_RECORDS FOR THIS TASK_

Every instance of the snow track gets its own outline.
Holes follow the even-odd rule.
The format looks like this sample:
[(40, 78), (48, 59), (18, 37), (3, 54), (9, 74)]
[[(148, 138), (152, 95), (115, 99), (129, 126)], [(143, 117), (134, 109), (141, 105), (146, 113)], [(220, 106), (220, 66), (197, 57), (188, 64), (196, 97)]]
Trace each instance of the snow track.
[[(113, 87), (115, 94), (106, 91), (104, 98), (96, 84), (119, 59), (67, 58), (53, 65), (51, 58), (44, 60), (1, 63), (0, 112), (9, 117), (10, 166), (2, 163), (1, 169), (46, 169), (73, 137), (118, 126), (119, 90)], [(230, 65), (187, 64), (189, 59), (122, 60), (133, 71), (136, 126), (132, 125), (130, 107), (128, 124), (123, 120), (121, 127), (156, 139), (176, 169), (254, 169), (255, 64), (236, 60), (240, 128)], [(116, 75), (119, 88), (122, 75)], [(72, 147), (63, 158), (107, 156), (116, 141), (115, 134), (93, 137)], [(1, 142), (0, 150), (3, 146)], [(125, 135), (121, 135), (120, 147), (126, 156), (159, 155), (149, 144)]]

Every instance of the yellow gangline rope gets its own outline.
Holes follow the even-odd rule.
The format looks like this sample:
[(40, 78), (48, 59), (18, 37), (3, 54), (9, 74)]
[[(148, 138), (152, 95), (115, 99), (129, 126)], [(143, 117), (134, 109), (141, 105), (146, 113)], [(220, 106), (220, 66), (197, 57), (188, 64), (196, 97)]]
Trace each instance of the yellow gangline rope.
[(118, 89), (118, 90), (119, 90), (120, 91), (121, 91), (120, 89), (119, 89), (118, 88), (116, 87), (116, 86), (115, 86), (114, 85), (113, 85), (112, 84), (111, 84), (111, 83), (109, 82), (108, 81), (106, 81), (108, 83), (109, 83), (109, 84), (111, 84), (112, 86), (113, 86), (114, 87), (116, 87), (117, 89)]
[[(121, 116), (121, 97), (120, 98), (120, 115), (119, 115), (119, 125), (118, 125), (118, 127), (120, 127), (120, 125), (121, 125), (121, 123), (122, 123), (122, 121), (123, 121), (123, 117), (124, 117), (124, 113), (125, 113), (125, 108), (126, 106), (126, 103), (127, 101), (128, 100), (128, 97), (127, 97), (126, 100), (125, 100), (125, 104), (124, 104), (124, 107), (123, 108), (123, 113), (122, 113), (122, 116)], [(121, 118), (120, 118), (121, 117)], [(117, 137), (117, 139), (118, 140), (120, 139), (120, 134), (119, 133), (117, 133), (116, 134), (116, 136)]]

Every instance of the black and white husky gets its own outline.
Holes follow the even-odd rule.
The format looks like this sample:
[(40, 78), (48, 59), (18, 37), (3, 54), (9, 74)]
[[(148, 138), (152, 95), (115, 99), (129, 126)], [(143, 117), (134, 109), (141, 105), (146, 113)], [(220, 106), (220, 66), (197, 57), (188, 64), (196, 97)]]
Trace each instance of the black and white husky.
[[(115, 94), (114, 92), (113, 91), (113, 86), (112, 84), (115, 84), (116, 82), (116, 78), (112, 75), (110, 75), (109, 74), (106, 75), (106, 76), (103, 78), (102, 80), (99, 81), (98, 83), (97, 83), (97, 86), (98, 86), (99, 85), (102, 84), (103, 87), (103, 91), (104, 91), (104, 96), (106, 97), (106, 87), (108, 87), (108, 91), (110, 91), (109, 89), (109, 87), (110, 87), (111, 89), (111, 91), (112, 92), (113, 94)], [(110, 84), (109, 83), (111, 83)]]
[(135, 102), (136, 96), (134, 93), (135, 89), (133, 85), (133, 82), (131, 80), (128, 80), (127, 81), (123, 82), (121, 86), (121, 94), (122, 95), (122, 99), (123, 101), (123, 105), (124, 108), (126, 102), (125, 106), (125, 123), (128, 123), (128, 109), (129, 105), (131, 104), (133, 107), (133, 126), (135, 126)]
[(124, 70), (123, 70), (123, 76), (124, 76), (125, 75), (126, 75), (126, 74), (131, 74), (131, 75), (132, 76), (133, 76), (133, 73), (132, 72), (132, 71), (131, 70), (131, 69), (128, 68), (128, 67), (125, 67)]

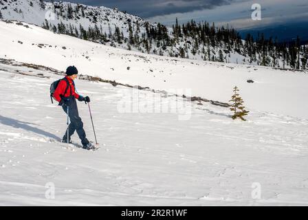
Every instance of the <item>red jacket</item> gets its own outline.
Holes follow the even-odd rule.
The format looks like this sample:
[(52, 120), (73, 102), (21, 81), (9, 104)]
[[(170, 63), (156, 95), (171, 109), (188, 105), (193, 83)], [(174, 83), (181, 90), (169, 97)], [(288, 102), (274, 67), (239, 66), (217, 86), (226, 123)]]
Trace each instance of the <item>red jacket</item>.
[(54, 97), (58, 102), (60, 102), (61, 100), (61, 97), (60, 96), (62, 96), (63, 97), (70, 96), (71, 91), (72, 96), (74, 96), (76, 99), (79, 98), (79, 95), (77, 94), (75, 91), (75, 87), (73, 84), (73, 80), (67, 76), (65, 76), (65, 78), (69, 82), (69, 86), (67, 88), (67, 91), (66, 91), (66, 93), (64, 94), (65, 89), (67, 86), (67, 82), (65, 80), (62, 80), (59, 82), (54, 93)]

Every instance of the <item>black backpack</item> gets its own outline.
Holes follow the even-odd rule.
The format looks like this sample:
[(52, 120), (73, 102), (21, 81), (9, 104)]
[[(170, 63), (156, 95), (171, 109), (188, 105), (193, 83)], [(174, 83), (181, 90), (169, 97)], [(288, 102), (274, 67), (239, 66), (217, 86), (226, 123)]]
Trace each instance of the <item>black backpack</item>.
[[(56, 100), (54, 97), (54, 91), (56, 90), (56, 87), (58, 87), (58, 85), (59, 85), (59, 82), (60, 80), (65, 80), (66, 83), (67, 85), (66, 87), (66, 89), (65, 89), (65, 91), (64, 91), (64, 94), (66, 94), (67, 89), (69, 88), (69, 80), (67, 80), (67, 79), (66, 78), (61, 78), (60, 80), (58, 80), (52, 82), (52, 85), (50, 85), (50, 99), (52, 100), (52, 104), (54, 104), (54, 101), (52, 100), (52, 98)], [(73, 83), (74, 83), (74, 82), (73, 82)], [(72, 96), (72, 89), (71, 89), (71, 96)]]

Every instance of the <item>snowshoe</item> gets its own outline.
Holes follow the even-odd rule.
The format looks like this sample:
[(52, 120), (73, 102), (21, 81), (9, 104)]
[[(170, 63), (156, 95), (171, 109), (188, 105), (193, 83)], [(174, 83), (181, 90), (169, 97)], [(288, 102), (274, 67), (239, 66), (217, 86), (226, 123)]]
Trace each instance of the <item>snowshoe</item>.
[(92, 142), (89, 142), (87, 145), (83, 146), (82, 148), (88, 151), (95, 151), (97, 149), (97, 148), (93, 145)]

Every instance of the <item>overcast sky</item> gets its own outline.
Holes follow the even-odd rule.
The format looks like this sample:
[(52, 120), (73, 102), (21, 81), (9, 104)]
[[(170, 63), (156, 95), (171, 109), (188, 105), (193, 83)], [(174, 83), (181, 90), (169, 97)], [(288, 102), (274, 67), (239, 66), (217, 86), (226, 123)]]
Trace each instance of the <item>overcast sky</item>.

_EXERCISE INSTRUCTIONS_
Swap "husky" for "sled dog" in the lines starting at the one containing "Every instance of the black" and ending at the one containing "Trace each instance of the black", and give back only those lines with nothing else changed.

_CORRECT RESPONSE_
Every instance of the black and white sled dog gets its own outline.
Holes follow the even-odd rule.
The format looks like this sample:
[(40, 78), (48, 59), (18, 37), (3, 54), (9, 74)]
[[(148, 138), (152, 95), (115, 99), (129, 126)], [(143, 117), (134, 109), (141, 105), (146, 113)], [(220, 106), (220, 66), (197, 57), (188, 64), (196, 97)]]
Trace each instance of the black and white sled dog.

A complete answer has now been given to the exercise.